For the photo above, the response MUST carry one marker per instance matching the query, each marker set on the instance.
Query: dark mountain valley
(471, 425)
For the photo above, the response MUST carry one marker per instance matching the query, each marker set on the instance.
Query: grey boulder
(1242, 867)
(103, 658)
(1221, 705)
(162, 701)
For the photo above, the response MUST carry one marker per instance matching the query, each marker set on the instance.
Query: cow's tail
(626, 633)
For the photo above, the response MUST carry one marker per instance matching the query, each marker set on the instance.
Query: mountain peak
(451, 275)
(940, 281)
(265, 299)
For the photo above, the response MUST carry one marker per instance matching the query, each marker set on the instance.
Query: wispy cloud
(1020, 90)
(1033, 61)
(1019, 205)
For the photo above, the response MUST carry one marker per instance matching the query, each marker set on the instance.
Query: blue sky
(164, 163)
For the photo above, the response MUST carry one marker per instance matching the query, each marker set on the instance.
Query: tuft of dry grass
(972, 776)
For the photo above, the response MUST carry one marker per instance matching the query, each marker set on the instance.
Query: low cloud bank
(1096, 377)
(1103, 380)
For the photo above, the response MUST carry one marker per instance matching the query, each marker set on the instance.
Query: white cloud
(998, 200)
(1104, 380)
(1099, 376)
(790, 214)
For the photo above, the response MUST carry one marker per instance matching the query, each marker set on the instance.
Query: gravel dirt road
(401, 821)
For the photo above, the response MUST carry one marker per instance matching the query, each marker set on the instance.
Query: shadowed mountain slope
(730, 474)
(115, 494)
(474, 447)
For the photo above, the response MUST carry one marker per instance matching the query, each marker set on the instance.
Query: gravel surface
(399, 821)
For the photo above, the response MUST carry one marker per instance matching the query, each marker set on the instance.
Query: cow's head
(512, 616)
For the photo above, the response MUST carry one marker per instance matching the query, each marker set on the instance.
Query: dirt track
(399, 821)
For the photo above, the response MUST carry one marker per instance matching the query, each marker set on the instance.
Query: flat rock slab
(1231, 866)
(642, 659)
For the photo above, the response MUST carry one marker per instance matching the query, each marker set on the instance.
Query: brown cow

• **Exercise aim**
Only these are to be transcribed: the line with "Query: low cloud bank" and every line after it through the last line of the entries, each exactly.

• **Solved exercise**
Query: low cloud bank
(1096, 377)
(1103, 380)
For the photo above, the response MUST carry one marker per instance matching the query, each marker set on the instance.
Query: white cloud
(998, 200)
(1104, 380)
(1099, 376)
(790, 214)
For the photo above, the response MUST carry one marker per instance matching the query, each marker set on the instance.
Query: gravel dirt road
(401, 821)
For the photo above, the response MUST carry one marker per instance matching the query, each marker set on the instance.
Query: shadowed mountain slope
(730, 474)
(115, 494)
(474, 447)
For the photo above, the response MUST carry one marker per instance matching the query, each marker set on the instance.
Query: gravel surface
(399, 821)
For the photo above, the response MUST carry one marker per instance matching the query, each marker set on the instance.
Query: cow's head
(512, 616)
For the photo above, the response MUST carry one marker per instance matching the query, each marker set on the instance.
Query: dirt track
(399, 821)
For the photo above, the response MUST carry one marker per instance matching the query, each marker set on the instance.
Query: flat rock slab
(1231, 866)
(642, 659)
For the photo above, the response MUST carry one marker per instance matching the query, each marker set on the instance.
Query: brown cow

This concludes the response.